- What to produce: From the records below, copy every line that contains the string "patch", treating uppercase and lowercase letters as distinct.
[Begin Available records]
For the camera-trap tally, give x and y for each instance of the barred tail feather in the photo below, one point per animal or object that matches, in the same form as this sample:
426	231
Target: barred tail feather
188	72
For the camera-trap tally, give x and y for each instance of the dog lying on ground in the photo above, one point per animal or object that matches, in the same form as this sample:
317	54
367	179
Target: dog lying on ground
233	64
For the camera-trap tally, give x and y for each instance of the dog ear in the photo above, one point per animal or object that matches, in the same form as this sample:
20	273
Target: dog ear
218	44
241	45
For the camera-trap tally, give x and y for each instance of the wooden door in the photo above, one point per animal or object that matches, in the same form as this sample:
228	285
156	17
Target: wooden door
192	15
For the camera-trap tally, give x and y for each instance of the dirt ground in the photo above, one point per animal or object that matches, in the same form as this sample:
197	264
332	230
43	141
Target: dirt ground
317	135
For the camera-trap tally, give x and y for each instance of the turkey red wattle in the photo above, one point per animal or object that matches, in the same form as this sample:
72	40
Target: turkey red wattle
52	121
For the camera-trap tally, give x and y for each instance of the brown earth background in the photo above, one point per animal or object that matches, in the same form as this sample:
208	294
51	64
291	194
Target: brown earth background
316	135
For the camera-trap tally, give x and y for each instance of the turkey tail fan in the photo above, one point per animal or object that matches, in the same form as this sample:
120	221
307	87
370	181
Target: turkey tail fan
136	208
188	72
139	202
[End Available records]
[Begin Available records]
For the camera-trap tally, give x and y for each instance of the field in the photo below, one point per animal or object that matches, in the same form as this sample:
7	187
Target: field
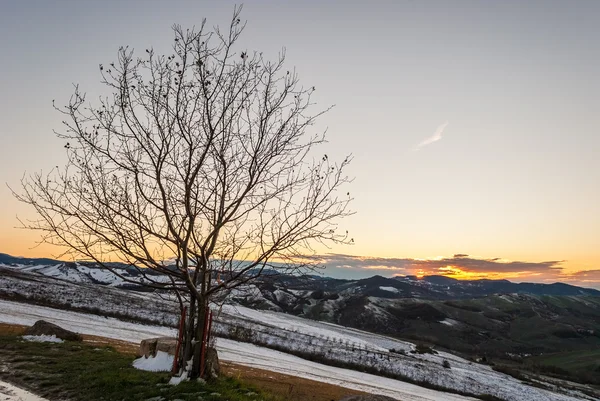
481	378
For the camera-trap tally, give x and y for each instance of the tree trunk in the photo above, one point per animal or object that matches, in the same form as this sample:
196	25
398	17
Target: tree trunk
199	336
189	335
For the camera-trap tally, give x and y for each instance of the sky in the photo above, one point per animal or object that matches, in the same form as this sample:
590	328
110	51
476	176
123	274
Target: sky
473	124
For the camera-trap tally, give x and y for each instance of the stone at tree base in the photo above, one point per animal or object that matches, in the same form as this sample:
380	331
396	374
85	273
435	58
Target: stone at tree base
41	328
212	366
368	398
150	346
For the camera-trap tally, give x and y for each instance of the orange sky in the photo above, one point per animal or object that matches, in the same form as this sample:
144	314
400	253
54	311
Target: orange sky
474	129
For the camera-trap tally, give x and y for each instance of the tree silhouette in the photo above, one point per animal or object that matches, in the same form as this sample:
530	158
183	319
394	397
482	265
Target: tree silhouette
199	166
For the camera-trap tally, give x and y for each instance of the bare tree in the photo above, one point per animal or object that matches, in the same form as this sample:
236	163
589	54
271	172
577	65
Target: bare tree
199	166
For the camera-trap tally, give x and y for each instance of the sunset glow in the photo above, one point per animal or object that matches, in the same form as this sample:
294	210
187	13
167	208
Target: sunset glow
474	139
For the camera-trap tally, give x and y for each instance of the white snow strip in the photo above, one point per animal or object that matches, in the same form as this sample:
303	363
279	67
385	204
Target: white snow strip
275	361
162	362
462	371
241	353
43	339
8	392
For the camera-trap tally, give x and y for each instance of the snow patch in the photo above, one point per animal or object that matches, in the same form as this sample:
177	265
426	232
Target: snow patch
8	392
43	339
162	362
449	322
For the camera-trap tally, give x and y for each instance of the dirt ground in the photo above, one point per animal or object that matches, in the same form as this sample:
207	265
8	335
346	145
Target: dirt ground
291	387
[End Available records]
- Task output:
For the camera-trap tally, give x and y for each instance of the snow patch in the photo above, one point per animal or object that matches, in the same form as this sample:
Target: snow patch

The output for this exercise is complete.